[START Material provided]
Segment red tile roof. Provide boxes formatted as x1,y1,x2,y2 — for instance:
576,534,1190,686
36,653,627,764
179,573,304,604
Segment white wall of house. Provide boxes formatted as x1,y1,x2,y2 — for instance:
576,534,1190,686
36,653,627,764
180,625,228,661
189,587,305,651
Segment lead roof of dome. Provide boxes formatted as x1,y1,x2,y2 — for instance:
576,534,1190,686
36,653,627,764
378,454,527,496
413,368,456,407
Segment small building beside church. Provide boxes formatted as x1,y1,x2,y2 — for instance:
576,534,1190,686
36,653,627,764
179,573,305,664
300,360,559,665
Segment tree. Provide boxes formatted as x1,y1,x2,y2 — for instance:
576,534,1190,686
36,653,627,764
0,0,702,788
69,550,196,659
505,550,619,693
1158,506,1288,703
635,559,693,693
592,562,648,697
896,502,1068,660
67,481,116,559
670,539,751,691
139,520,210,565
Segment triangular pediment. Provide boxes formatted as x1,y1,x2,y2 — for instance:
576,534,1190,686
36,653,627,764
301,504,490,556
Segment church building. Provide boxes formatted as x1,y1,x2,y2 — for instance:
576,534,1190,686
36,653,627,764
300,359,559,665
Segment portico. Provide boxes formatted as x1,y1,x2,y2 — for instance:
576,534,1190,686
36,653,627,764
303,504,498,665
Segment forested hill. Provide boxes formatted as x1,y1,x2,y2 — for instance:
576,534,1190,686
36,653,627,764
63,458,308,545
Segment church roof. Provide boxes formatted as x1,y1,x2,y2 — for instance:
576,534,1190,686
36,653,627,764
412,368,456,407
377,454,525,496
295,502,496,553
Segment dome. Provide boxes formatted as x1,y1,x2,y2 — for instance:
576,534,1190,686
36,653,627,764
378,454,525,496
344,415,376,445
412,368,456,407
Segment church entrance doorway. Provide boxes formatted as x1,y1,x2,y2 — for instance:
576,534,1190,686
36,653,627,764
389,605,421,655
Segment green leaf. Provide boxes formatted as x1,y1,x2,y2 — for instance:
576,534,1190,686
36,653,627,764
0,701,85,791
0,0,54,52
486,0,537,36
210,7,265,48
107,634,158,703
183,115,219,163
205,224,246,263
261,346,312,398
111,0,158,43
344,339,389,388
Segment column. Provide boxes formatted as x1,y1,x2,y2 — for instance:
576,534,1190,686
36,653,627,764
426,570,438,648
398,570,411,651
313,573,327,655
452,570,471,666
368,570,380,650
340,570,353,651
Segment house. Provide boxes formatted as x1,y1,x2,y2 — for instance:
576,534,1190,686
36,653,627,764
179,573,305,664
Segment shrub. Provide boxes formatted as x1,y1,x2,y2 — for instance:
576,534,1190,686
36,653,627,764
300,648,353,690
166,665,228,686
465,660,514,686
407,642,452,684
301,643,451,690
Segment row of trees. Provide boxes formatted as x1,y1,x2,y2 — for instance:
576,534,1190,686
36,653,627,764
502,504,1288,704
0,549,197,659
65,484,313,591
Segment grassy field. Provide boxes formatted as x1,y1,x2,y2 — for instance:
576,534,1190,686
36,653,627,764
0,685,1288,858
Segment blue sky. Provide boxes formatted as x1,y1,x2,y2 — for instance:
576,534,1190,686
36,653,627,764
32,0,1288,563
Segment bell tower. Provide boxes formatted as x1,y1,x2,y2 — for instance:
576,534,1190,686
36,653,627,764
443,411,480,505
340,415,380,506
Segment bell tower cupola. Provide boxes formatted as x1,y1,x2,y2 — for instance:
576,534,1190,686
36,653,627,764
[END Material provided]
Objective =>
Show each line of the records that contains the string "tower", treating uppercase and lowercase as different.

Response to the task =>
Segment bell tower. Provide boxes formatted as x1,y1,x2,y2 — for instance:
Segment bell tower cupola. Provide boxes formatted as x1,y1,x2,y2 — for instance:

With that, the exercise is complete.